Source records section start

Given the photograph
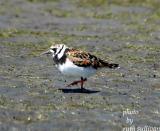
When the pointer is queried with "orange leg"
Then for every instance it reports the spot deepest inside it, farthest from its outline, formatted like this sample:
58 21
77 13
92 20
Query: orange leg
76 82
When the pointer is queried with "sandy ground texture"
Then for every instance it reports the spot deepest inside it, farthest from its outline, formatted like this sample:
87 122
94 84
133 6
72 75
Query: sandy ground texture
33 95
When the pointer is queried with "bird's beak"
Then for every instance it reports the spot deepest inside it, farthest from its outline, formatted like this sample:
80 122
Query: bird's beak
46 52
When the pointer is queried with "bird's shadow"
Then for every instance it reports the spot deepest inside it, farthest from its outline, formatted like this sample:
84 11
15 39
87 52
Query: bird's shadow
78 90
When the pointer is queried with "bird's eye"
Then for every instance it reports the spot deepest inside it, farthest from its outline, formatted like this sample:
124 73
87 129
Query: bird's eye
54 49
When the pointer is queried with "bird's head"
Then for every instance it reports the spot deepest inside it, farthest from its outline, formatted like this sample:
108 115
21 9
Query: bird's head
56 50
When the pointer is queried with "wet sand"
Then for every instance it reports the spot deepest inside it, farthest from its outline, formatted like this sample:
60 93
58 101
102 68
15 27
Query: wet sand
33 95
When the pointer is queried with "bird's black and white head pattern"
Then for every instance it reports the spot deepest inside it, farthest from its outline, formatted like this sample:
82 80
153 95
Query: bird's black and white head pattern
58 51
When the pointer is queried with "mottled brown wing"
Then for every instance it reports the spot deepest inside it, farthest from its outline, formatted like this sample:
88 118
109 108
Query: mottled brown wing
81 58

Source records section end

Print the complete listing exactly, apart from any pictures.

Given the photograph
When the pointer is queried with "orange leg"
Then for every instance it reports the spot deepest inside it, farthest from its outline, formatted like this sample:
58 21
77 13
92 20
Query: orange leg
76 82
When the pointer is queried with "sandy ground texture"
Then for every instance it reports the spot deepest inside it, farthest from its outline, formatted like this sample:
87 122
94 84
133 6
72 75
Query: sandy ground texture
33 95
When the pointer is queried with "bird's beak"
Then for every instance it reports the spot deepest inside it, farthest from its outline, formatted like this sample:
80 122
Query: bird's beak
46 52
When the pointer is queried with "bird's shadow"
Then for every instance it reports the spot deepest inside it, farthest from its outline, formatted like this sample:
84 11
15 39
87 52
Query: bird's shadow
78 90
When the pointer is queried with "bird's eye"
Then for every instance it reports the spot deepest inside it, farthest from its outline, formatted like this sample:
124 73
87 129
Query: bird's eye
54 49
When the pointer is queried with "bird's head"
Then for every instance it reports the spot deepest inside it, farthest from its outline, formatted like this sample:
108 115
21 9
Query: bird's head
56 50
When the pointer is queried with "wet sand"
Then for every instance it reports the spot deepest inside it, farthest from its outline, formatted like this sample:
60 93
58 101
102 68
15 27
Query: wet sand
33 95
When the pointer is queried with "bird's black and white head pattern"
Then for every instance it reports the spot deepest inside it, farthest from its outline, formatted like this sample:
82 80
153 95
Query: bird's black and white head pattern
58 51
When the pointer is queried with "mottled brown wing"
Then for every instance it reports the spot deepest inside it, farthest from its outline, formatted like this sample:
88 118
109 108
Query: mottled brown wing
81 58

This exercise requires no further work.